WHAT TO WORK ON:
**A.** Translate this sentence from the article on phishing domain detection into Spanish: "Typically a victim receives a message that appears to have been sent by a known contact or organization."
**B.** In the article on phishing domain detection, print everything from "In this article, phishing" down to "techniques are explained." without any changes.

GIVEN TEXT:
================

May 3, 2017

Phishing Domain Detection with Machine Learning

What is Phishing?

Phishing is a form of fraud in which the attacker tries to learn sensitive information such as login credentials or account information by sending as a reputable entity or person in email or other communication channels.
Typically a victim receives a message that appears to have been sent by a known contact or organization. The message contains malicious software targeting the user's computer or has links to direct victims to malicious websites in order to trick them into divulging personal and financial information, such as passwords, account IDs or credit card details.
Phishing is popular between attackers, since it is easier to trick someone into clicking a malicious link which seems legitimate than trying to break through a computer’s defense systems. The malicious links within the body of the message are designed to make it appear that they go to the spoofed organization using that organization’s logos and other legitimate contents.

In this article, phishing domain (or Fraudulent Domain) characteristics, its distinguishing features from legitimate domains, why it is so important to detect this domains and how they can be detected using machine learning and natural language processing techniques are explained.


Many users unwittingly click phishing domains every day and every hour. The attackers are targeting both the users and the companies. According to the 3rd Microsoft Computing Safer Index Report, released in February 2014, the annual worldwide impact of phishing could be very high as $5 billion.
What is the reason of this cost?
The main reason is the lack of awareness of users. But security defenders must take precautions  for users to not confront these harmful sites. Preventing huge amount of costs are starting with making people conscious and building strong security mechanisms which are able to detect and prevent phishing domains.

Characteristics of Phishing Domains


Lets check the URL structure for the clear understanding of how attackers think when they create a phishing domain.
Uniform Resource Locator (URL) is created to address web pages. The figure below shows relevant parts in the structure of a typical URL.

================

RECORD SET:

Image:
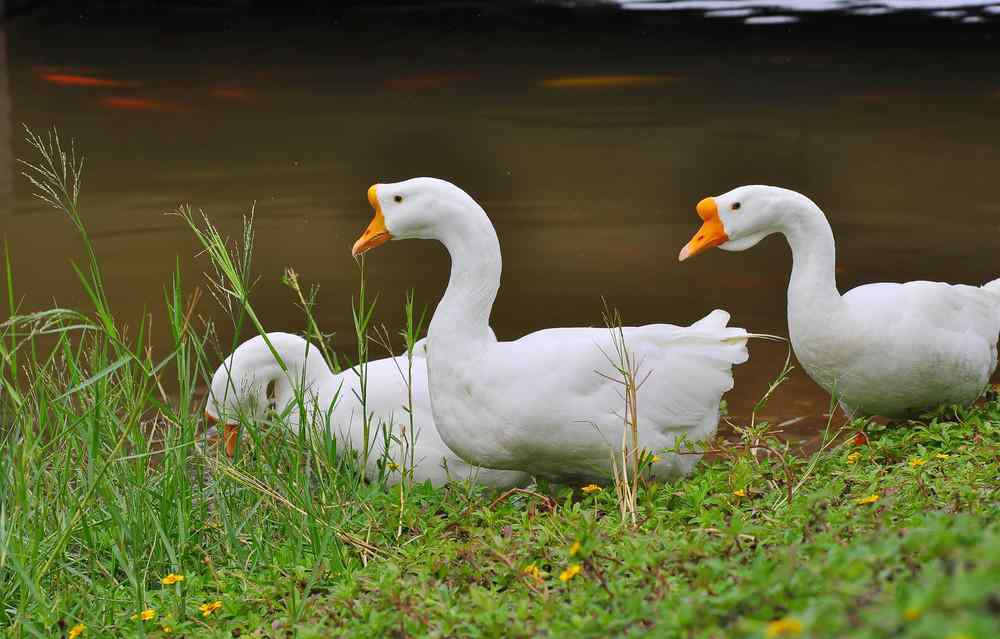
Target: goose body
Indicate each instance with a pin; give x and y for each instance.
(550, 403)
(889, 349)
(239, 389)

================

CORRECT ANSWERS:
**A.** Por lo general, la víctima recibe un mensaje que parece haber sido enviado por un contacto o una organización conocidos.

**B.**
In this article, phishing domain (or Fraudulent Domain) characteristics, its distinguishing features from legitimate domains, why it is so important to detect this domains and how they can be detected using machine learning and natural language processing techniques are explained.